**SUPPLIED TEXT:**
Hope that helps. Good luck.

Mark

================================================
(Birger Wethne's response)

It could be that the root file system isn't at the same patch level
as the restored /usr. There could also be problems if the new and
old Box A are different hardware.

If the new Box A is the same kind of hardware, try the following
restore procedure:

- Boot machine from Solaris 2.x CD. Answer all questions until you get
  'system identification completed' or similar. Then break out of
suninstall.
- Mount Networker client software from a file server
- Partition/newfs disk
- Mount all partitions to be restored under /a (/ as /a, /usr as /a/usr,
etc)
- Run nwrecover. Select all partitions to be restored. Relocate restore to
/a
- Run installboot

This has worked perfectly for me. I have even restored SunOS 4.x systems
using the same method. When restoring a SunOS 4.x machine, use a Solaris
2.x
CD and this procedure, but run the 4.x installboot from the restored
disk as the last step.

With this method you are back to exactly the same / file system as well.
And you save a lot of time first installing the OS just to restore.

Birger

===================================================

MY ORIGINAL MESSAGE:

We're currently running Solstice Networker 4.2.6 on an Ultra-Enterprise
4000 with an external single DLT tape drive and an external DLT4700
jukebox. We have about 8 Sun (Solaris 2.4 - 2.5.1) clients backing up to
this machine. All backups work perfectly, 100% everytime. The problem
comes when restoring a system.

For instance, I get in a new machine (Sparc Server 5) and install Solaris
2.5.1 and the networker client onto it. I'll shut down the original "Box
A" machine, and make this new machine "Box A". I then go into nwrecover
and select "Box A" as the client, and last night's backup the time frame I
want for the files. I then select all relevant file systems, such as /usr,
/usr/openwin, /etc, /opt, etc. After the client has finished restoring all
files, I then type "reboot".

**SUPPLIED MATERIAL:**
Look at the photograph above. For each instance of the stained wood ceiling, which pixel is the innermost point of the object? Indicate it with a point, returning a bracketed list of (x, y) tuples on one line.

**WHAT IS ASKED:**
1) Revise the Networker restore thread from "This has worked" up to and including "system as well.", putting "approach" wherever "method" appears.
2) According to the Networker restore thread, which version of Solstice Networker does the original message say is running?

**OUTPUTS FOR THE TASKS:**
1)
This has worked perfectly for me. I have even restored SunOS 4.x systems
using the same approach. When restoring a SunOS 4.x machine, use a Solaris
2.x
CD and this procedure, but run the 4.x installboot from the restored
disk as the last step.

With this approach you are back to exactly the same / file system as well.

2) Version 4.2.6.